# [WRITTEN INSTRUCTION]
In the records below, replace "wooden desk" with "oak table" and reproduce every line otherwise unchanged, leaving out the pictures.

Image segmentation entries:
§ §

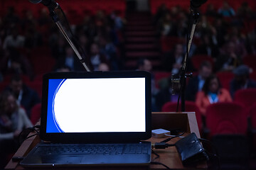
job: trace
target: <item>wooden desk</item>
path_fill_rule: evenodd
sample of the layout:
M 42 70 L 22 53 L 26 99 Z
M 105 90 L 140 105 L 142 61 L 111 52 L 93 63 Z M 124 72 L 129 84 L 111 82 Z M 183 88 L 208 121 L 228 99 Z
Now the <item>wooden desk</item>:
M 159 112 L 152 113 L 152 129 L 163 128 L 166 130 L 178 129 L 186 132 L 187 134 L 195 132 L 200 137 L 199 130 L 197 126 L 196 115 L 193 112 L 187 113 L 174 113 L 174 112 Z M 153 138 L 149 140 L 153 144 L 161 142 L 164 138 Z M 178 137 L 173 139 L 169 143 L 174 144 L 179 140 Z M 24 141 L 20 148 L 18 149 L 14 157 L 26 156 L 37 143 L 40 142 L 38 136 L 29 138 Z M 168 166 L 172 169 L 207 169 L 206 163 L 202 163 L 196 166 L 184 167 L 181 163 L 178 154 L 174 147 L 169 147 L 165 149 L 154 149 L 154 151 L 160 155 L 160 157 L 155 160 Z M 156 156 L 152 154 L 152 160 Z M 65 168 L 60 169 L 85 169 L 82 168 Z M 102 169 L 102 167 L 90 167 L 90 169 Z M 18 164 L 18 162 L 14 162 L 11 160 L 5 169 L 24 169 Z M 107 167 L 105 169 L 110 169 Z M 166 169 L 161 165 L 151 164 L 149 167 L 120 167 L 114 166 L 111 169 Z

§ §

# [SOLUTION]
job: trace
target: <item>oak table</item>
path_fill_rule: evenodd
sample of the layout:
M 42 70 L 22 53 L 26 99 Z
M 105 90 L 140 105 L 142 61 L 111 52 L 93 63 Z M 124 72 L 129 84 L 111 82 Z M 183 88 L 208 121 L 228 99 Z
Now the <item>oak table</item>:
M 159 112 L 152 113 L 152 129 L 163 128 L 166 130 L 178 129 L 186 132 L 187 134 L 195 132 L 200 137 L 199 130 L 197 126 L 196 115 L 193 112 L 187 113 L 174 113 L 174 112 Z M 153 138 L 149 140 L 153 144 L 161 142 L 164 138 Z M 178 137 L 173 139 L 169 143 L 174 144 L 179 140 Z M 24 141 L 20 148 L 18 149 L 14 157 L 26 156 L 37 143 L 40 142 L 38 136 L 29 138 Z M 168 166 L 172 169 L 207 169 L 206 163 L 202 163 L 196 166 L 184 167 L 181 163 L 178 154 L 174 147 L 169 147 L 165 149 L 154 149 L 154 151 L 160 155 L 160 157 L 155 160 Z M 156 156 L 152 154 L 152 160 Z M 65 168 L 60 169 L 85 169 L 82 168 Z M 102 169 L 102 167 L 90 167 L 90 169 Z M 18 164 L 18 162 L 14 162 L 11 160 L 5 169 L 24 169 Z M 107 167 L 105 169 L 110 169 Z M 166 169 L 161 165 L 151 164 L 149 167 L 120 167 L 114 166 L 111 169 Z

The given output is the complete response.